[[ Selected extract open ]]
The Biopharmaceutical Revolution
At the height of the Islamic Golden Age, the 13th century polymath Ibn al-Nafis completed his Commentary on Anatomy in Avicenna’s Canon, a text that challenged the inherited wisdom of Greco-Roman medicine and presented groundbreaking views on pulmonary circulation. By doing so, this pioneering physician anticipated a wave of research and experimentation that would lead to the first successful blood transfusion four centuries later.
In a way, Ibn al-Nafis and his European Renaissance successors were early contributors to the field we know today as biopharmaceuticals. But the scholastic debates about ancient medicine and experiments in 16th century Oxbridge laboratories have been replaced by what is now a core part of modern medicine. From vaccines and insulin to monoclonal antibodies and gene therapies – not to mention the more than 100 million blood donations that are collected globally each year – biopharmaceuticals have become a multi-billion-dollar industry that is expanding by the day.
The Growth of Biopharmaceuticals
Biopharmaceuticals represent a diverse group of products such as vaccines, blood and blood components, and therapeutic proteins. These drugs are produced through biotechnological processes. They contrast with those that are chemically synthesized, instead deriving from living materials from humans, animals, microorganisms, or plants. Unlike the small molecules of synthesized drugs, biopharmaceuticals are considered large molecules and can often be hundreds of times larger in size.
[[ Selected extract closed ]]
[[ Supplied data open ]]
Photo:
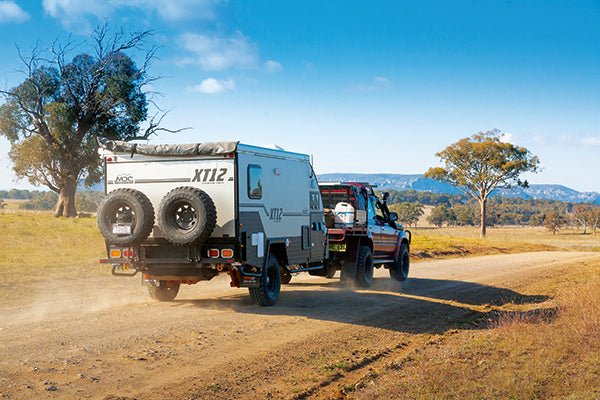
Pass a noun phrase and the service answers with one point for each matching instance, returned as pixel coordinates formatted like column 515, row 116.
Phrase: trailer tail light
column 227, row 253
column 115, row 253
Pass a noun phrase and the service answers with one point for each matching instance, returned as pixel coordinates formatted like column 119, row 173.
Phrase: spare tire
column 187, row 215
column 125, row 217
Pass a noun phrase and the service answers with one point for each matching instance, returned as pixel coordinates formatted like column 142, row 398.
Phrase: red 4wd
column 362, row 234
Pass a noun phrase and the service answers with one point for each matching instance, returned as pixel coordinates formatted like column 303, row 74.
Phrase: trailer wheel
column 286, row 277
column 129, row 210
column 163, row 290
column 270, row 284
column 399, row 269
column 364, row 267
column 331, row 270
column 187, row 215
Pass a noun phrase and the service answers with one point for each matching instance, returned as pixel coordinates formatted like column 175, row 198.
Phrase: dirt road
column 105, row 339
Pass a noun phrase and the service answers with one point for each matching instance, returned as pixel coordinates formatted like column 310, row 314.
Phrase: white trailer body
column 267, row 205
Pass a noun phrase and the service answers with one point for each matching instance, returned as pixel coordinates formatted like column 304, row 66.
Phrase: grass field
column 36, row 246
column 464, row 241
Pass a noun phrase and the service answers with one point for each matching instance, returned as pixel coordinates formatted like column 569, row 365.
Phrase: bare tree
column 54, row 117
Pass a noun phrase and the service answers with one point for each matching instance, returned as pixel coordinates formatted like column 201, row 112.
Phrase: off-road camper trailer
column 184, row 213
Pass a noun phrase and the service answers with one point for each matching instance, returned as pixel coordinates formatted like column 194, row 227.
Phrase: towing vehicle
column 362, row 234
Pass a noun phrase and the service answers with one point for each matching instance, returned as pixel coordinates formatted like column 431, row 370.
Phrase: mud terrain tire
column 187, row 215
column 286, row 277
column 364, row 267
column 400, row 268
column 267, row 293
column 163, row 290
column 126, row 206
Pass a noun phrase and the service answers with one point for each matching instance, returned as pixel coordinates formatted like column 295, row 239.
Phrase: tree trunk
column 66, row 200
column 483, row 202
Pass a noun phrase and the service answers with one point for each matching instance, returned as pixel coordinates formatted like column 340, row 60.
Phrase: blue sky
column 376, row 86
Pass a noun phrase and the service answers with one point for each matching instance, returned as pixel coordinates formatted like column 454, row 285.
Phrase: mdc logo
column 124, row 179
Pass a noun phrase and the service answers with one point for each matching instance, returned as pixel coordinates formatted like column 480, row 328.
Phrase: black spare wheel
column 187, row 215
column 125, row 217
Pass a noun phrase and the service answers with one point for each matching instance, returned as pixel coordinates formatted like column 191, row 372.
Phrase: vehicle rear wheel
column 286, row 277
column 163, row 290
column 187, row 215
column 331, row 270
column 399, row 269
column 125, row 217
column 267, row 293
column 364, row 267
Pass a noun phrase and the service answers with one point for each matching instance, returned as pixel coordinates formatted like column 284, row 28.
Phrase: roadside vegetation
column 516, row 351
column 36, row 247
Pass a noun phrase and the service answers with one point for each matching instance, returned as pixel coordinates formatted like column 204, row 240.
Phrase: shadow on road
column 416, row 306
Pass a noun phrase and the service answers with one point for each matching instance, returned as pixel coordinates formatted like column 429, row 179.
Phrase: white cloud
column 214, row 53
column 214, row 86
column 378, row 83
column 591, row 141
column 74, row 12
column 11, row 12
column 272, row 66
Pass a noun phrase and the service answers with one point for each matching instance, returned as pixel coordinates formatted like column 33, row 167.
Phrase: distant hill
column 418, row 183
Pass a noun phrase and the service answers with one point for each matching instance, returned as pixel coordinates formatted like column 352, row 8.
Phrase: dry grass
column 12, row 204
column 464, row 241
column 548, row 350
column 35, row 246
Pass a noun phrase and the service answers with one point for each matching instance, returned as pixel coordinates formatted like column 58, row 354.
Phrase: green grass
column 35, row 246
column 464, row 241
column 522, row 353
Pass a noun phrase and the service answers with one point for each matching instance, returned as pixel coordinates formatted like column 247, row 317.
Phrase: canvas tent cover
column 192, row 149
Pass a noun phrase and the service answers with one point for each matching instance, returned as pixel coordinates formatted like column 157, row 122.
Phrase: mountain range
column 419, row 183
[[ Supplied data closed ]]
[[ Supplied data open ]]
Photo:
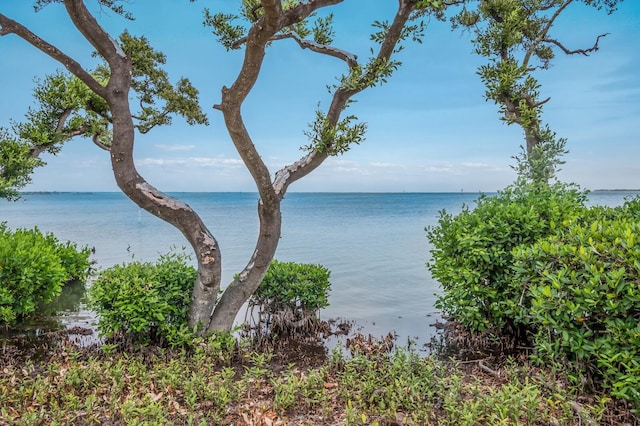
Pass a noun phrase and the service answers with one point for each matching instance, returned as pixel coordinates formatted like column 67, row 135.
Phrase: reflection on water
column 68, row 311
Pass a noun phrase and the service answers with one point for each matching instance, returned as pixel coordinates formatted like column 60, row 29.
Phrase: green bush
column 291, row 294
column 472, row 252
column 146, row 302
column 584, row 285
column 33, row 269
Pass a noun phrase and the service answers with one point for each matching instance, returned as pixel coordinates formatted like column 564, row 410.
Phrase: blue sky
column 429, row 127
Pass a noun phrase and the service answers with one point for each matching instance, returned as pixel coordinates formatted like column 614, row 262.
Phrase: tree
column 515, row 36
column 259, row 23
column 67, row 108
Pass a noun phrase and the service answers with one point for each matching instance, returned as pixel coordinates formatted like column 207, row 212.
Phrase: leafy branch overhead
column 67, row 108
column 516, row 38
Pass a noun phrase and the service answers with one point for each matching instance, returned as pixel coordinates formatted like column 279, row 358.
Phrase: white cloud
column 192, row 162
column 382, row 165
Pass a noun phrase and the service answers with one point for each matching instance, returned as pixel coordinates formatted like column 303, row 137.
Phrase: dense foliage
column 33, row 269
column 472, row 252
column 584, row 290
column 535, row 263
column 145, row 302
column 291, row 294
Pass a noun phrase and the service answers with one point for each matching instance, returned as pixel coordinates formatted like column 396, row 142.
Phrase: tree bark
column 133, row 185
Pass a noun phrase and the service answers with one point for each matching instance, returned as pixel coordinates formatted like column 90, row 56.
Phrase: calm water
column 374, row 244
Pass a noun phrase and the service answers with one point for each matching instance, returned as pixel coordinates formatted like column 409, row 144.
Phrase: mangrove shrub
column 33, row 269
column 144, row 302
[[ Supplied data closed ]]
▸ Tasks
1) Explain in one to three sentences how, according to the biopharmaceuticals text, Ibn al-Nafis came to anticipate the research that led to the first successful blood transfusion.
2) Reproduce word for word the stretch of the biopharmaceuticals text from "In a way, Ibn" through "by the day.".

▸ Responses in order
1) Ibn al-Nafis completed his Commentary on Anatomy in Avicenna's Canon, which challenged the inherited wisdom of Greco-Roman medicine and presented groundbreaking views on pulmonary circulation. By doing so, he anticipated a wave of research and experimentation that led to the first successful blood transfusion four centuries later.

2)
In a way, Ibn al-Nafis and his European Renaissance successors were early contributors to the field we know today as biopharmaceuticals. But the scholastic debates about ancient medicine and experiments in 16th century Oxbridge laboratories have been replaced by what is now a core part of modern medicine. From vaccines and insulin to monoclonal antibodies and gene therapies – not to mention the more than 100 million blood donations that are collected globally each year – biopharmaceuticals have become a multi-billion-dollar industry that is expanding by the day.